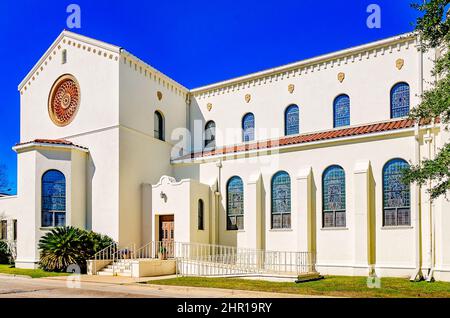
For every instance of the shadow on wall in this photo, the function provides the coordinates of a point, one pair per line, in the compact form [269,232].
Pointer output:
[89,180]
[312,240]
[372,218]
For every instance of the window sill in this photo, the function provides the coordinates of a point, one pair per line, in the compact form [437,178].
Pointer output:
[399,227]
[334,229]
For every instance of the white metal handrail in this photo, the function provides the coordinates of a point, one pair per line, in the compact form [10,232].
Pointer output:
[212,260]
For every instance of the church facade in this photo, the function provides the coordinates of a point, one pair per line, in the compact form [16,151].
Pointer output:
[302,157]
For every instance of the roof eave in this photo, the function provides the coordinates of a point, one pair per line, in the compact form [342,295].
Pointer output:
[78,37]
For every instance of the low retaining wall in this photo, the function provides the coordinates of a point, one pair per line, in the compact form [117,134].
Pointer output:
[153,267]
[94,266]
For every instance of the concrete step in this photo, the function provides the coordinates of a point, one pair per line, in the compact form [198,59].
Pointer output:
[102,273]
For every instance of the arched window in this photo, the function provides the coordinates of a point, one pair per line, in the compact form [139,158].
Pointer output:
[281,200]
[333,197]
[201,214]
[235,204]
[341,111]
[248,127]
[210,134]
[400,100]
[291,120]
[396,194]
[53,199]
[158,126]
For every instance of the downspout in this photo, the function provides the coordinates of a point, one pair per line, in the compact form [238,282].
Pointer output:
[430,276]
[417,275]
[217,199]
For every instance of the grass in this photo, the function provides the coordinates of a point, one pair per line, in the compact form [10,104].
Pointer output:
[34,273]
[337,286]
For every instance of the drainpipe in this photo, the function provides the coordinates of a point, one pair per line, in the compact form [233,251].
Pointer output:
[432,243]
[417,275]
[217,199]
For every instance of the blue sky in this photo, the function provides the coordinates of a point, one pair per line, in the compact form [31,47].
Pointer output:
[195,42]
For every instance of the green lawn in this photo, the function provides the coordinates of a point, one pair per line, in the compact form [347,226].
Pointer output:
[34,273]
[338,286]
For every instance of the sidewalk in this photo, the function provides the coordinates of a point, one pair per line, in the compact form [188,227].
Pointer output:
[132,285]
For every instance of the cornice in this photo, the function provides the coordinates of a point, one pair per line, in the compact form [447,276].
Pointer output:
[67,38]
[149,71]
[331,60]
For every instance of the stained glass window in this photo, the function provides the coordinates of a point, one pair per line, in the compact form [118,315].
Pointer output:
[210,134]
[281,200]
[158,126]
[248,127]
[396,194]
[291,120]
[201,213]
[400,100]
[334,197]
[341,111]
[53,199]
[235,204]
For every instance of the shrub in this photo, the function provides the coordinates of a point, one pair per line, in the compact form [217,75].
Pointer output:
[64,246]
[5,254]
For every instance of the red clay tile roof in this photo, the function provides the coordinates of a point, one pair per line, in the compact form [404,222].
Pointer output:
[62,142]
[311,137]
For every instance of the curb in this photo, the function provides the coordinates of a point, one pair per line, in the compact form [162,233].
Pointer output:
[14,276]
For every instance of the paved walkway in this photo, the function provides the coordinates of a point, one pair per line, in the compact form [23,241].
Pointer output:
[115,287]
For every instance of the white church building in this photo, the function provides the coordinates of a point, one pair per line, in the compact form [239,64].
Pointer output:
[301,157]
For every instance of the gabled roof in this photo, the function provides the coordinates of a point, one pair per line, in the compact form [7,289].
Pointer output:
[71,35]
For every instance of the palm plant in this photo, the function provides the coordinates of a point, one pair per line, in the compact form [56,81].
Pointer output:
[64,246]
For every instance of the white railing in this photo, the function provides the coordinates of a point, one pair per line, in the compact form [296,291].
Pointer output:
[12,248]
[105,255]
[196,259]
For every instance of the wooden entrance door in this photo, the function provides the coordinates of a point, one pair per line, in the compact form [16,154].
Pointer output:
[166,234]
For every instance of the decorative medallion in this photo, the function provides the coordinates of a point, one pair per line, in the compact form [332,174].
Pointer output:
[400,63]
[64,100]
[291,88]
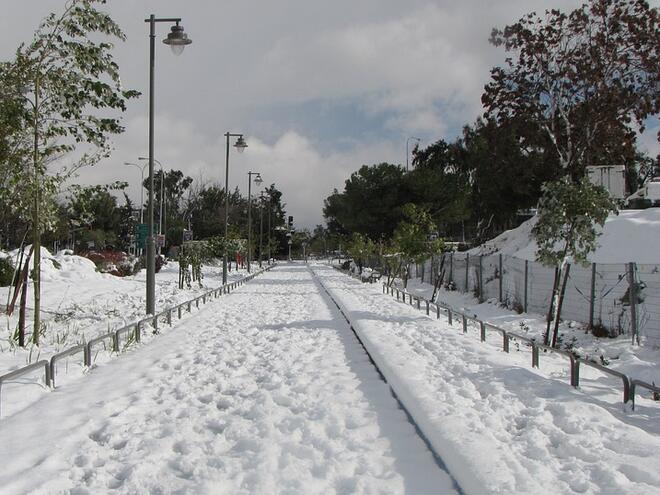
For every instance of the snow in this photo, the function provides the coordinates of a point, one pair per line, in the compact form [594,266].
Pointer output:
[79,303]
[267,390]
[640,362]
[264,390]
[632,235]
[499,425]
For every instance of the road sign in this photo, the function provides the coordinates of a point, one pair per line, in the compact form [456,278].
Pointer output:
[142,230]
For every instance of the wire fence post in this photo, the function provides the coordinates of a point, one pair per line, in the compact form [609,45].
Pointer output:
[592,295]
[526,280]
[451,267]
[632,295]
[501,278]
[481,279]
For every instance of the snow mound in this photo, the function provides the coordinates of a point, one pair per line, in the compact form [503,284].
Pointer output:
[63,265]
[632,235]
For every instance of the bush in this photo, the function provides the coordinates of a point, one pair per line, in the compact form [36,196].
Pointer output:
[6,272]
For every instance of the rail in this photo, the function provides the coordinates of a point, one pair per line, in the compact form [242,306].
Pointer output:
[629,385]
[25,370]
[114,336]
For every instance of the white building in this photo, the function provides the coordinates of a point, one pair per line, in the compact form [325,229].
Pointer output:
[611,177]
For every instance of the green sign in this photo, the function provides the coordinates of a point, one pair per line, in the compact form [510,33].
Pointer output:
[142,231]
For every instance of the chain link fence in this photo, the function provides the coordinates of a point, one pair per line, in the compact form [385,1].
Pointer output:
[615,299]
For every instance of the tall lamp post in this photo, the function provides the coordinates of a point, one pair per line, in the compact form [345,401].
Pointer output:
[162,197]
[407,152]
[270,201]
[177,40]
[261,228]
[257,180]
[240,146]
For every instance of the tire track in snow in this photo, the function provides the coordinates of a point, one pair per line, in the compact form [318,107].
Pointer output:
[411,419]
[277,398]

* * *

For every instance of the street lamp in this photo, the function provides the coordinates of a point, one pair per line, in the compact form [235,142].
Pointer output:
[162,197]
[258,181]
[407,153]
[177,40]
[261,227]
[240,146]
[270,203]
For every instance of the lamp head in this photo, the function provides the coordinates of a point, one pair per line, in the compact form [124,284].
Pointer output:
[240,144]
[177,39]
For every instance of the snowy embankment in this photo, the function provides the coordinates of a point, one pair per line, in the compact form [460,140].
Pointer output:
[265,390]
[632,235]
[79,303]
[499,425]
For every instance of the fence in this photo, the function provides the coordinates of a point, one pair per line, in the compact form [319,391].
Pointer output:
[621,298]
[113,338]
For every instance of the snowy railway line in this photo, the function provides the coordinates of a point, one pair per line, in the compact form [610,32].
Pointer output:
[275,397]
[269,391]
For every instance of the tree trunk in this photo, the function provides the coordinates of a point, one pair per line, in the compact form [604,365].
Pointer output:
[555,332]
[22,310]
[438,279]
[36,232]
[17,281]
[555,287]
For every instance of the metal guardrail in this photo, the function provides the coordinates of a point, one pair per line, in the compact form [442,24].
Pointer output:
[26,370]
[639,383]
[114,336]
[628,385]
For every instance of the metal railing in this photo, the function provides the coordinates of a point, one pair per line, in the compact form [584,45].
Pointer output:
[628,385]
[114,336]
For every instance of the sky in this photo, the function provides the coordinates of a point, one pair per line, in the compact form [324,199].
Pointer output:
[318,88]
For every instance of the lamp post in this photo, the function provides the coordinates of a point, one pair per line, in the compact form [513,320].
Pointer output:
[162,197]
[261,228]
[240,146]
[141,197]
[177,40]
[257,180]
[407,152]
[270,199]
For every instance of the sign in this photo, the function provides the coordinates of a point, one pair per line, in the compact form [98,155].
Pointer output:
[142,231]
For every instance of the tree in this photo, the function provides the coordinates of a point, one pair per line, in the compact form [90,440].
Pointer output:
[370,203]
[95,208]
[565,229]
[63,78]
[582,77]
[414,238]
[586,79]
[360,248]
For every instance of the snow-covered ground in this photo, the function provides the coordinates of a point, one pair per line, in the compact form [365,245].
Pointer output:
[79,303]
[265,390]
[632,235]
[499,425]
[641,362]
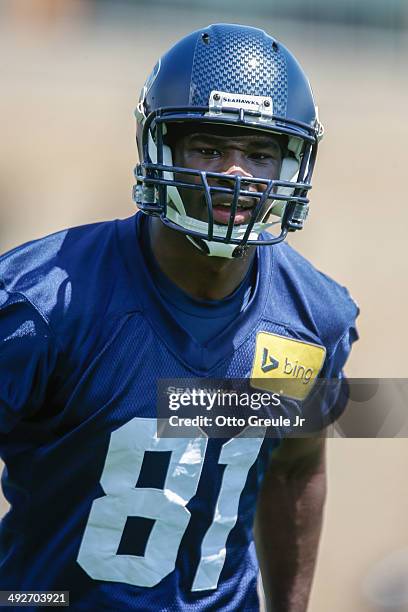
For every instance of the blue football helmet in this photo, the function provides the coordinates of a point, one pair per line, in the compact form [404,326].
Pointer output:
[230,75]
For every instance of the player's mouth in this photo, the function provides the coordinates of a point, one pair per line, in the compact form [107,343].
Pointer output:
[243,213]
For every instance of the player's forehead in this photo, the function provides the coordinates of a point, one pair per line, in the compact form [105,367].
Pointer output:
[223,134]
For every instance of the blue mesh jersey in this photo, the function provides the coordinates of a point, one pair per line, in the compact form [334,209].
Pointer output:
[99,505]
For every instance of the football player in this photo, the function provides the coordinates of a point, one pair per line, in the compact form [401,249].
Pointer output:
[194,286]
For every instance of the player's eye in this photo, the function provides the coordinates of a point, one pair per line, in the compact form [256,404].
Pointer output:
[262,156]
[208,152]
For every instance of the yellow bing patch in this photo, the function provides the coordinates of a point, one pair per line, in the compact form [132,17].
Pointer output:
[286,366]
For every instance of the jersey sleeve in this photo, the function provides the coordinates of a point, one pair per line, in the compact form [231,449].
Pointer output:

...

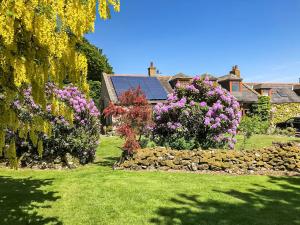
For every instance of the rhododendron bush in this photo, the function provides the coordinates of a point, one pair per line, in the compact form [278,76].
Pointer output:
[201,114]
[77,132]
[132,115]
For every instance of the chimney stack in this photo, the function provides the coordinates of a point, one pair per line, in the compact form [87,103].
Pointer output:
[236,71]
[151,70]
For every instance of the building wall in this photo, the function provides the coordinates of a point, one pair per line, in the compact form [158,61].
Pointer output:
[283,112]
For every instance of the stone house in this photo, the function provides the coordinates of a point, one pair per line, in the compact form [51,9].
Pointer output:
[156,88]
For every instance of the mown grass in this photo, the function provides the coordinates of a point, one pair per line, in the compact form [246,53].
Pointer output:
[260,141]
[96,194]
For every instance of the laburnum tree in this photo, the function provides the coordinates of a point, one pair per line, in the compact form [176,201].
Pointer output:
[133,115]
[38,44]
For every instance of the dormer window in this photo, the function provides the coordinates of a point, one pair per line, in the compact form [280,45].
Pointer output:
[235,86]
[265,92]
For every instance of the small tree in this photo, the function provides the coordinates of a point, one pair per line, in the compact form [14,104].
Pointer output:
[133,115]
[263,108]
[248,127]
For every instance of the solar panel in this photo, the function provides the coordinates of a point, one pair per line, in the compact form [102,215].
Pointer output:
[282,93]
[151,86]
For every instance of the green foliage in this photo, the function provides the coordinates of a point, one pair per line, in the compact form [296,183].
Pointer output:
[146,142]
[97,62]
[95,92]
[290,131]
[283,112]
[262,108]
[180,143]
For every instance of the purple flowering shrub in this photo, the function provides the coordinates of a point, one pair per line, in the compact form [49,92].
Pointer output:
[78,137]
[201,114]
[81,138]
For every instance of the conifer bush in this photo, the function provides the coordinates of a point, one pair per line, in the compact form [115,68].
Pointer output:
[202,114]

● **Instructions for the task**:
Please pull out every line of the listing above that contains the string "railing", matching case exactly.

● **Finished task**:
For every instance of the white railing in this photo, the function provides the coordinates of a point, one pair per line, in the compact form [296,291].
For every instance of the metal railing in this photo, the function provides the coordinates of a point, one pair per line, in the compact form [584,45].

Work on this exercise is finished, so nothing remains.